Records from a dataset
#####
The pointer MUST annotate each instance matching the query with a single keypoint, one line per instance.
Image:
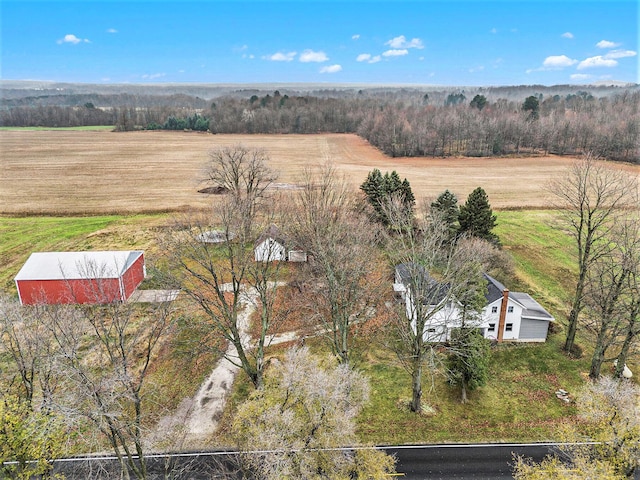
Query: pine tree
(379, 189)
(476, 217)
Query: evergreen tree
(479, 102)
(407, 194)
(379, 189)
(476, 217)
(446, 206)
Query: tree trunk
(416, 399)
(573, 316)
(632, 333)
(597, 359)
(463, 398)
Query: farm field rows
(101, 172)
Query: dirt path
(197, 419)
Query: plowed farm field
(100, 172)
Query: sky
(455, 42)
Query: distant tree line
(399, 124)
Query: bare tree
(244, 173)
(340, 241)
(224, 279)
(433, 273)
(610, 295)
(592, 197)
(26, 339)
(296, 425)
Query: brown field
(91, 172)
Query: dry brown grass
(92, 172)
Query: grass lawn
(19, 237)
(517, 403)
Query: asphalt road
(437, 462)
(462, 461)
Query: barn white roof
(77, 265)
#####
→ **WHAT YOU ARE ASKED TO DO**:
Would you copy each line above exactly as given, dropping any images?

→ **OUTPUT OF THE TASK**:
The pointer MUST annotate each instance matching the query with a single keypoint, one line per instance.
Image:
Query: pine tree
(379, 189)
(476, 217)
Query: evergreen tree
(479, 102)
(407, 194)
(379, 189)
(476, 217)
(446, 206)
Query: tree trunk
(416, 399)
(573, 316)
(632, 333)
(597, 359)
(463, 398)
Query: farm field rows
(101, 172)
Query: dirt path
(197, 419)
Query: plowed farm field
(100, 172)
Query: sky
(455, 42)
Query: distant tree line
(399, 124)
Query: bare tree
(244, 173)
(340, 241)
(224, 279)
(433, 273)
(610, 295)
(592, 197)
(26, 339)
(296, 425)
Query: brown field
(91, 172)
Query: dry brown grass
(92, 172)
Query: grass lawn
(19, 237)
(517, 403)
Query: asphalt road
(437, 462)
(462, 461)
Query: barn white roof
(77, 265)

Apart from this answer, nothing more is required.